TASK INSTRUCTIONS:
Beginning with the line that contains "Mark every instance of the pickup", transcribe every line through the end of the entries exactly as written, and reproduce nothing else.

Natural-language object grounding data:
▼

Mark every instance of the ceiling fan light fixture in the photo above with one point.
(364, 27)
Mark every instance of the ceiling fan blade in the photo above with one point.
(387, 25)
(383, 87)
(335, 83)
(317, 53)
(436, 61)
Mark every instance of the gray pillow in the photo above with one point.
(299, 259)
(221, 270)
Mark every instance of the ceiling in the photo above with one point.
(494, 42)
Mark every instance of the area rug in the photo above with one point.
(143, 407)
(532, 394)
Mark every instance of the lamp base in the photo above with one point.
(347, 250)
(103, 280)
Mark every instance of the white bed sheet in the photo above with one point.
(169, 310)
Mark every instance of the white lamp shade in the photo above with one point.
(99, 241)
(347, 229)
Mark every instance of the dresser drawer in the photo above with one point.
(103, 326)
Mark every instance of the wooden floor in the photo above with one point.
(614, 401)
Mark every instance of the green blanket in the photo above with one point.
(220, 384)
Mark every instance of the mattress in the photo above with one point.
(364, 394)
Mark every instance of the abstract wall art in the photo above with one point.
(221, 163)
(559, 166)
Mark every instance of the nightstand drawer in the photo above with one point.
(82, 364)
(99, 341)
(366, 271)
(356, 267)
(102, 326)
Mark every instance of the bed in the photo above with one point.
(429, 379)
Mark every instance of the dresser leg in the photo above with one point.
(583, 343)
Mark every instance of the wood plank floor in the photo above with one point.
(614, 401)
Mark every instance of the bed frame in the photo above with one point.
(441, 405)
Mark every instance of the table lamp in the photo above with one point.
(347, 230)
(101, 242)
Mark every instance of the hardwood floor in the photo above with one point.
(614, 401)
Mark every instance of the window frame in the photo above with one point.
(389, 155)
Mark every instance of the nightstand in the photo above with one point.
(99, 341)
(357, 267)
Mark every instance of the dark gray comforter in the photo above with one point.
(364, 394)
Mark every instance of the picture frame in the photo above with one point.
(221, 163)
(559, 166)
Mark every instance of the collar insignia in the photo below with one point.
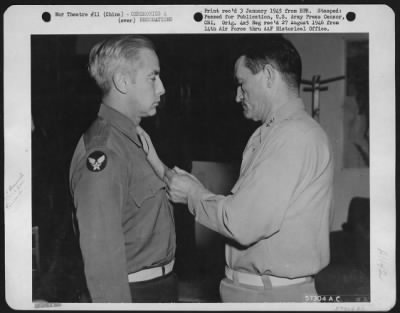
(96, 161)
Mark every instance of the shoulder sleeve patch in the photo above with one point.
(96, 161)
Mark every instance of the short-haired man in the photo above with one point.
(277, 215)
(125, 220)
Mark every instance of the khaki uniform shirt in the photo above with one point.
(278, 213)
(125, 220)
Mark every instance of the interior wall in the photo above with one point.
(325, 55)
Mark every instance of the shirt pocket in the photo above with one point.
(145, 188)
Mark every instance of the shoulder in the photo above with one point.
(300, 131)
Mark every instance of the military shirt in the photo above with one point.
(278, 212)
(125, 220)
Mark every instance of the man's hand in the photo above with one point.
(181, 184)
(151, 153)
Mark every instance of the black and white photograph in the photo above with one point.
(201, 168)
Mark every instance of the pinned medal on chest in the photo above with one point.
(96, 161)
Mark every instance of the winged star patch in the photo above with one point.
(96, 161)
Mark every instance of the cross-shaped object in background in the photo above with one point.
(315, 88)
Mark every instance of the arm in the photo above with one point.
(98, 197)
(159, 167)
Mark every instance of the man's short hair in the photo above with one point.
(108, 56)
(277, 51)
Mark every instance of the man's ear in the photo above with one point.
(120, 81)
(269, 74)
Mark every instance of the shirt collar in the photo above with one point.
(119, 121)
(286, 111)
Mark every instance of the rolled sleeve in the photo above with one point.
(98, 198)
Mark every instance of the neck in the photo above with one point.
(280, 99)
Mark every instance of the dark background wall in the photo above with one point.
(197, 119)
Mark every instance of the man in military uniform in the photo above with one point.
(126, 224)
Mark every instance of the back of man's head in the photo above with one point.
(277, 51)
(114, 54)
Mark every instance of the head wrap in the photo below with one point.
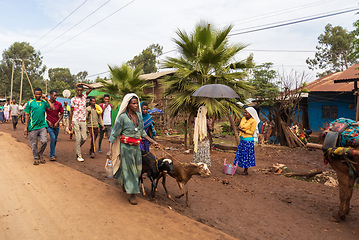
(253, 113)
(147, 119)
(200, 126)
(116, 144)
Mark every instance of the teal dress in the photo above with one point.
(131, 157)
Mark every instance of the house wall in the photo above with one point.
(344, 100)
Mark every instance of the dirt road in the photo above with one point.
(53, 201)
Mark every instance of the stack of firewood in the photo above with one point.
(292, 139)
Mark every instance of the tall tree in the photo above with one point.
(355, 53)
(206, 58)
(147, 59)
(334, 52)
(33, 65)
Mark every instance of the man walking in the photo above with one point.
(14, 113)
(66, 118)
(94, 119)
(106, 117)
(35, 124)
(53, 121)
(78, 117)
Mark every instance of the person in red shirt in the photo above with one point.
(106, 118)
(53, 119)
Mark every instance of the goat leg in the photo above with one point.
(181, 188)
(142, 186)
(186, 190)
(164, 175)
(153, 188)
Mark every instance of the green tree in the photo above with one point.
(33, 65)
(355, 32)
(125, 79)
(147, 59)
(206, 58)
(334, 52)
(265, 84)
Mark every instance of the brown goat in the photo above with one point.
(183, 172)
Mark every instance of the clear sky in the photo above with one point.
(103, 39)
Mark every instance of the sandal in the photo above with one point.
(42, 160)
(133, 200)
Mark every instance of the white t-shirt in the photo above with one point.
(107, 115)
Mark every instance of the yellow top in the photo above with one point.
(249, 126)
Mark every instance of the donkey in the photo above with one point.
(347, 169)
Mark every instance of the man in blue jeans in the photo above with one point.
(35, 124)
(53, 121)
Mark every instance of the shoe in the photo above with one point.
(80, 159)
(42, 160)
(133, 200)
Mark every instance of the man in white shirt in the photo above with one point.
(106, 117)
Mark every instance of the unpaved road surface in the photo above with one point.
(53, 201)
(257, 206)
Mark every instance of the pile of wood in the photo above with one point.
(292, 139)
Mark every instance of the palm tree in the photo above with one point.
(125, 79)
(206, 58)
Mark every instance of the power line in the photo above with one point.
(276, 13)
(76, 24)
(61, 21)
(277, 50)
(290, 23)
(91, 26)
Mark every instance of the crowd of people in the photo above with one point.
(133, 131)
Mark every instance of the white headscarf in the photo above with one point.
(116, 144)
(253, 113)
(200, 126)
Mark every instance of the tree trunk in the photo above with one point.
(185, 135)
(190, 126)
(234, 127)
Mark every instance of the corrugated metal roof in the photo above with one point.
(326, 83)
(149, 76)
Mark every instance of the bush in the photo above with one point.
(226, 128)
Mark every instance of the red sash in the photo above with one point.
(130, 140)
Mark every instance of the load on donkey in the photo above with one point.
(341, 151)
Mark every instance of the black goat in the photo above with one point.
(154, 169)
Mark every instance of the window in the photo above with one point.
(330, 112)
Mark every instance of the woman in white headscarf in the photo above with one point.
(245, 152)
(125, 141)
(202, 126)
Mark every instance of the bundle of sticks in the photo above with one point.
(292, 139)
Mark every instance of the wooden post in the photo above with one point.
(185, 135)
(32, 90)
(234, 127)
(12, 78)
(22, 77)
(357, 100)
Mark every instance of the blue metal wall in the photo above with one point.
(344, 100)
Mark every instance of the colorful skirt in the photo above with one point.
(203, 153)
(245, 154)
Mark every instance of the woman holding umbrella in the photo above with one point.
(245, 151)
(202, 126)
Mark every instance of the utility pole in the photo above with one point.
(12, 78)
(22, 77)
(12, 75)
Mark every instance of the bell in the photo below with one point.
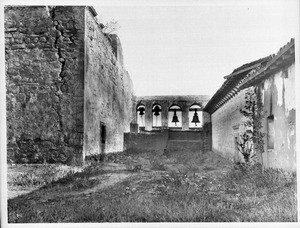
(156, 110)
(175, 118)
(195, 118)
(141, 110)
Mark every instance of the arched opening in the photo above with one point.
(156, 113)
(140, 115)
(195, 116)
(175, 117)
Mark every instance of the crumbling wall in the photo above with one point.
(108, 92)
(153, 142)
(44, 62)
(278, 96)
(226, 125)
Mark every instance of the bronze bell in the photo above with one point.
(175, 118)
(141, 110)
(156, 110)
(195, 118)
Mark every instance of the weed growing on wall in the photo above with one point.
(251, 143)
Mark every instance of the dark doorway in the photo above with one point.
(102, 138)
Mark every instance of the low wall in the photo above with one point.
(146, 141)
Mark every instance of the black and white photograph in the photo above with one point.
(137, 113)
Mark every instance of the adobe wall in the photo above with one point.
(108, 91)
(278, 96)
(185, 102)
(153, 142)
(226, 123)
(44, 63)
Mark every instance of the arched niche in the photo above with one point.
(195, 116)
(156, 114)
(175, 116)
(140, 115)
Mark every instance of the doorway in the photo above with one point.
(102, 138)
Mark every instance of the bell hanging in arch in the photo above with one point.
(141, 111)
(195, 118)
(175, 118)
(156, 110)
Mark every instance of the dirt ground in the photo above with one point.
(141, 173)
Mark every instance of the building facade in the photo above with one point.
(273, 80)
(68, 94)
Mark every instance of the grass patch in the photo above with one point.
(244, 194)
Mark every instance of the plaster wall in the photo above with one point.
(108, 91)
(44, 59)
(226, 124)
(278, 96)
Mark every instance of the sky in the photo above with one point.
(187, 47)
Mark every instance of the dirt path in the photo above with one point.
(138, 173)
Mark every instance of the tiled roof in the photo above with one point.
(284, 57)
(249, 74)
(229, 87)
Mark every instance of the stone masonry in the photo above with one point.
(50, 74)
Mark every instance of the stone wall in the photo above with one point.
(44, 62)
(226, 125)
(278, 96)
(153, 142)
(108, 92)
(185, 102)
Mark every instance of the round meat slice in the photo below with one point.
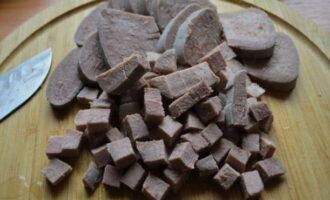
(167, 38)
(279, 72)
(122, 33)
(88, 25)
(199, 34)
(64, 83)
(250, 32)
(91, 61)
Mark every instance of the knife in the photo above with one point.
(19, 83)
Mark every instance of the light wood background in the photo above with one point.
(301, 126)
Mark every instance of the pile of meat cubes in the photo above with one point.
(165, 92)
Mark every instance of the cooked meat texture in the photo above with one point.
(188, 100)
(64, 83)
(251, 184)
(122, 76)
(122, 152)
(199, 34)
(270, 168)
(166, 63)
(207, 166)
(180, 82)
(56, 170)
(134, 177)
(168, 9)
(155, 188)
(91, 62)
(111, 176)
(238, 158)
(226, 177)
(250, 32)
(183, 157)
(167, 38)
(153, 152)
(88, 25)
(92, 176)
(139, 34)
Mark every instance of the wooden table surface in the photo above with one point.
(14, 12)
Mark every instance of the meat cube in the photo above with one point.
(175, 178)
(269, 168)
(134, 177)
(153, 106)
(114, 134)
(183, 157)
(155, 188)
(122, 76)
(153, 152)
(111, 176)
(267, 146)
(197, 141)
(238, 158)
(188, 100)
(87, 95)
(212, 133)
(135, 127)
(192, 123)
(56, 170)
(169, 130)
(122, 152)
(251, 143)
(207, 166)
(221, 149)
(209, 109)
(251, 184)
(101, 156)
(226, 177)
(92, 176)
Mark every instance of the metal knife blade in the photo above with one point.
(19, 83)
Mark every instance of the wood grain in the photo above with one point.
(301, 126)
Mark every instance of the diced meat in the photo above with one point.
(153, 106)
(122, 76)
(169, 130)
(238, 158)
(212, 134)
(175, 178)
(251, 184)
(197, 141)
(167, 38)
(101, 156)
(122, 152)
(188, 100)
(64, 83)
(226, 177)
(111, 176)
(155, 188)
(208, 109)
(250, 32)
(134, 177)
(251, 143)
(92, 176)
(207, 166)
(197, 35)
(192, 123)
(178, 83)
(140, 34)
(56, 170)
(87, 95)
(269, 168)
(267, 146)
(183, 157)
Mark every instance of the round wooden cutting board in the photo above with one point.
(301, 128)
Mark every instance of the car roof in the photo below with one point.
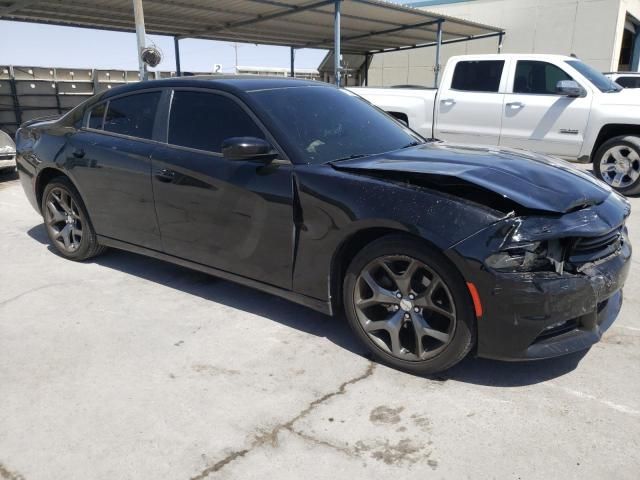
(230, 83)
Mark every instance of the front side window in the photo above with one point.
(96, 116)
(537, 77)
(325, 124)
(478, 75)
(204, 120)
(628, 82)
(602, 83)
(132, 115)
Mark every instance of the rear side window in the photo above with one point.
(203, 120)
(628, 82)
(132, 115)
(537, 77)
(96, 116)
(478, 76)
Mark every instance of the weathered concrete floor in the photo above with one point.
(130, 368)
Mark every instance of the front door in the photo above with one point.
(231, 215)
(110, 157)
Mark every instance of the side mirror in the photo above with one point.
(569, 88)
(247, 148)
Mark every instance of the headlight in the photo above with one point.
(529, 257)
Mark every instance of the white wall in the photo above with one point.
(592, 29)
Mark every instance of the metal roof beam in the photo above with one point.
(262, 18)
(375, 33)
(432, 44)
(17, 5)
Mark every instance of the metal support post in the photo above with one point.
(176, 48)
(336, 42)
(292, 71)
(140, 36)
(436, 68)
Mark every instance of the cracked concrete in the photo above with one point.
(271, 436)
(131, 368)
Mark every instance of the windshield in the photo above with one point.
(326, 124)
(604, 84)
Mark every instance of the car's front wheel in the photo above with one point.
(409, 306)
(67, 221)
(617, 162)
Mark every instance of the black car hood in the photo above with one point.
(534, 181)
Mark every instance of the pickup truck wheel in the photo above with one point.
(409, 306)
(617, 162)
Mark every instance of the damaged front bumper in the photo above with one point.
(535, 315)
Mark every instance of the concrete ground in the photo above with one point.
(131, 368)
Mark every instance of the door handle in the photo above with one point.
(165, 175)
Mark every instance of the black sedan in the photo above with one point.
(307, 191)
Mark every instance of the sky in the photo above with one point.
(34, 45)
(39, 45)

▲

TASK ANSWER:
Mark every instance of the pickup truck wheel in the photo above with one point.
(409, 306)
(617, 162)
Mark every instance of the damaged front bumper in the photo above with one point.
(535, 315)
Mark every instance of the concrete ground in the photo above with one point.
(131, 368)
Mark every instance of the door handle in the photo above with one point.
(165, 175)
Mark every instance of the black sedan in the photo above with one point.
(307, 191)
Mark every instance of the sky in the photo above with one point.
(34, 45)
(39, 45)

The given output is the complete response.